Что нужно сделать
Воспроизведите без изменений отрывок статьи о чтении в восьмом классе: от слов «Восьмиклассник о романе» до слов «добиться такого ощущения?» включительно.

Фрагмент документа

::::

Главная страница «Первого сентября»Главная страница журнала «Литература»Содержание №13/2009

Я иду на урок
8 - й класс

Когда вокруг читают все

Восьмиклассник о романе «Собор Парижской Богоматери»

Получив в этом году новый математический восьмой класс, я задумался о том, как мне создать у детей ощущение, что читать сегодня стоит. Читать много, разнообразно, с удовольствием, вне программы. Для этого в самом воздухе должно висеть, кожей чувствоваться — здесь, у нас, в школе (а для многих восьмиклассников эта школа стала новой: класс наборный) читать принято. Как добиться такого ощущения?

фото с сайта http://fotki.yandex.ru/users/Annathedreamer/album/59628

Самые первые уроки года я отдал под рассказ каждого ученика о той книге, которую он рекомендует читать одноклассникам и мне. Сам собой у нас сложился список «Что читают в 8 “В”». Далее каждый ученик класса должен был выбрать из этого списка три наиболее заинтересовавшие его книги (на октябрь, ноябрь, декабрь) — и в конце каждого месяца отчитаться коротеньким эссе о своих впечатлениях. Все работы рецензировались и обсуждались, сам процесс выбора книги был подчас непростым — короче, в течение первых двух четвертей происходило постоянное бурление на книжные темы (тем более важное, что уроков литературы в восьмом классе у меня, как и у многих учителей, по программе всего два в неделю).

::::

Записи набора данных
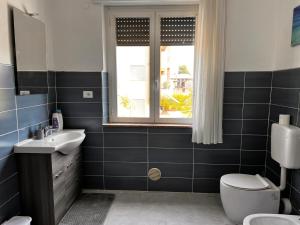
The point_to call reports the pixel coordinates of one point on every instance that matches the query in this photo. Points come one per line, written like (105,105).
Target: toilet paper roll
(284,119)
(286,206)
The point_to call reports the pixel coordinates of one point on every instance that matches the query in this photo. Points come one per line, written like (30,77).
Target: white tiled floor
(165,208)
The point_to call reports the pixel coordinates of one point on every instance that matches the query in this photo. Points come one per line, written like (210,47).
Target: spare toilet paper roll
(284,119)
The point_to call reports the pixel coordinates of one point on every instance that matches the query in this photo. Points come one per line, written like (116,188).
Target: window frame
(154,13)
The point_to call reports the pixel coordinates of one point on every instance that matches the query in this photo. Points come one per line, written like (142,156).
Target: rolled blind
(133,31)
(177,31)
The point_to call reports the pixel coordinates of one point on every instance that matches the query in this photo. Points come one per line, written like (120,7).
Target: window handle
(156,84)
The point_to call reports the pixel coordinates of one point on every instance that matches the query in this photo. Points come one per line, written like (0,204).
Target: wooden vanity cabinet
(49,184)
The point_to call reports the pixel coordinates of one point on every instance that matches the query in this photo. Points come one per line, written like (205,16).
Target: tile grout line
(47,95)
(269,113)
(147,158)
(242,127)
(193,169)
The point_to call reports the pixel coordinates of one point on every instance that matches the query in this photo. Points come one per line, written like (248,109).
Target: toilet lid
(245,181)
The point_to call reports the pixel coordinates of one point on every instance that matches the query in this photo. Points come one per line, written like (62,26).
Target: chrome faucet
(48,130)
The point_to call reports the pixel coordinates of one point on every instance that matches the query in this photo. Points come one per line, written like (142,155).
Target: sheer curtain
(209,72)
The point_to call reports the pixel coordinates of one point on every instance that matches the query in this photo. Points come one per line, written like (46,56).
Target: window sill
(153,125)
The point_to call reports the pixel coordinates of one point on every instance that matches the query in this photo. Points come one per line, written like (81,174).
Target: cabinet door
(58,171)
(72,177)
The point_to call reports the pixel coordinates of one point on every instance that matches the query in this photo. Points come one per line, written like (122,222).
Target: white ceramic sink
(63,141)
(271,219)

::::

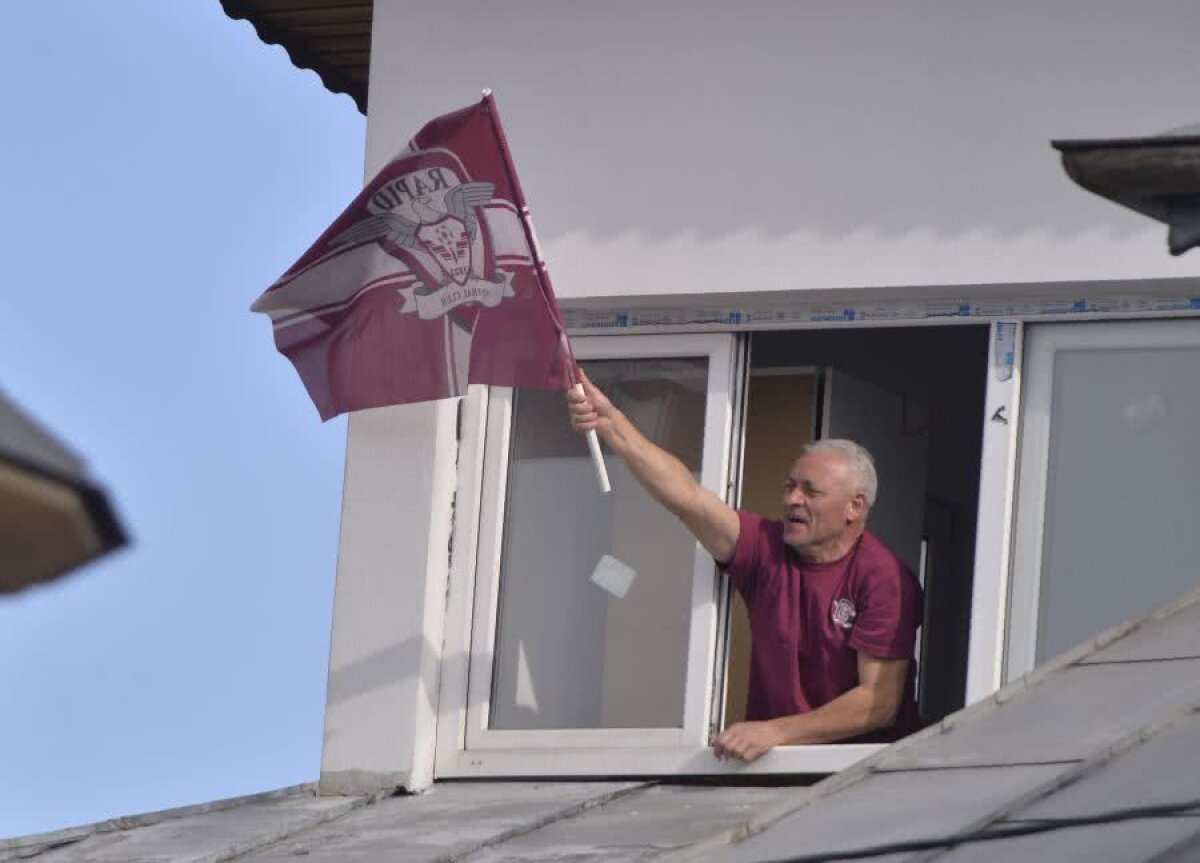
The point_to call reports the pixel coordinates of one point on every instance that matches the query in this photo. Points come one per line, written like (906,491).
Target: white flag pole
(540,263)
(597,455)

::::

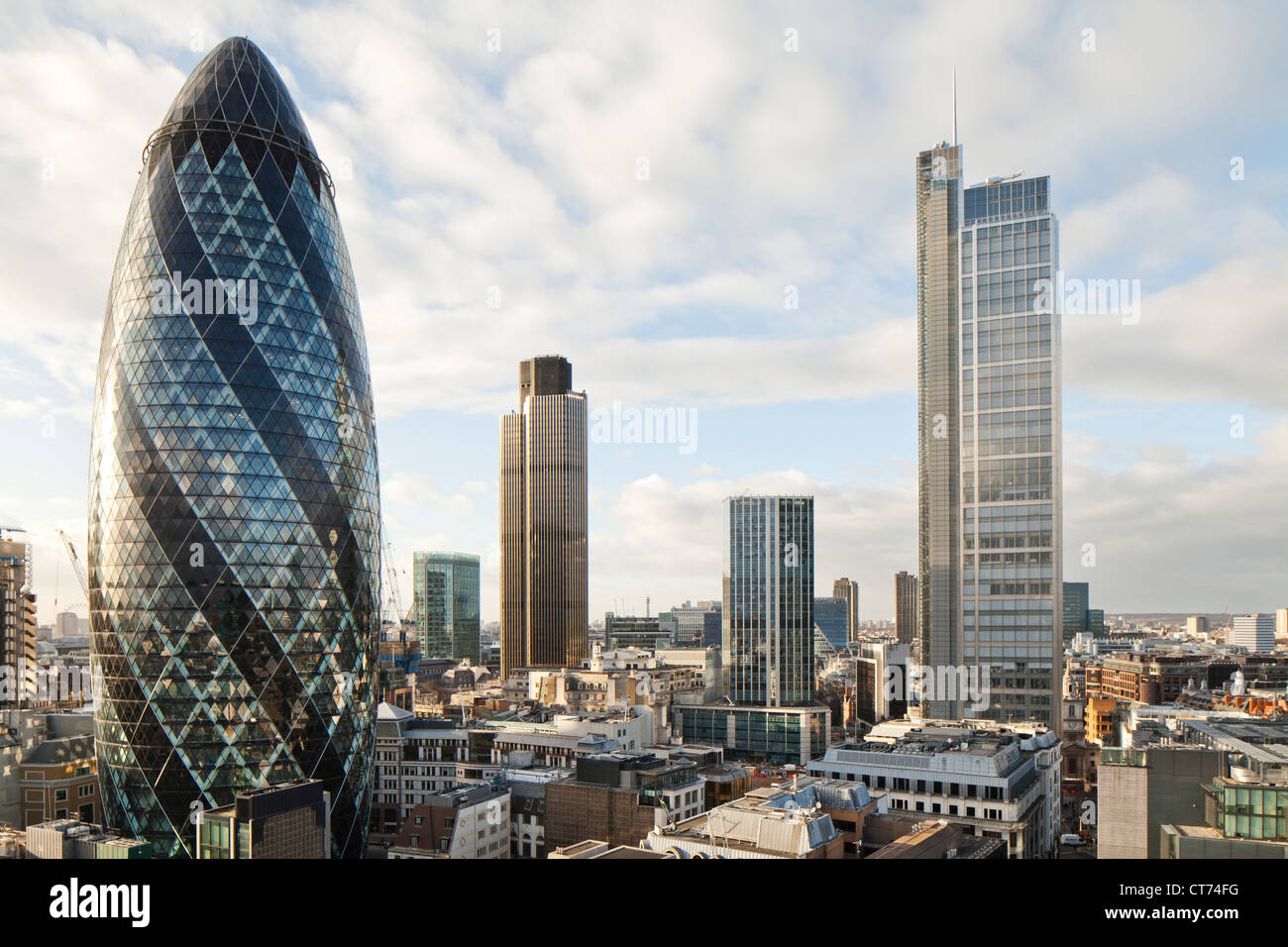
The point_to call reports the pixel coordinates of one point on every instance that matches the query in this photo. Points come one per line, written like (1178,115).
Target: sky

::::

Ответ на задание
Восьмиклассник о романе «Собор Парижской Богоматери»

Получив в этом году новый математический восьмой класс, я задумался о том, как мне создать у детей ощущение, что читать сегодня стоит. Читать много, разнообразно, с удовольствием, вне программы. Для этого в самом воздухе должно висеть, кожей чувствоваться — здесь, у нас, в школе (а для многих восьмиклассников эта школа стала новой: класс наборный) читать принято. Как добиться такого ощущения?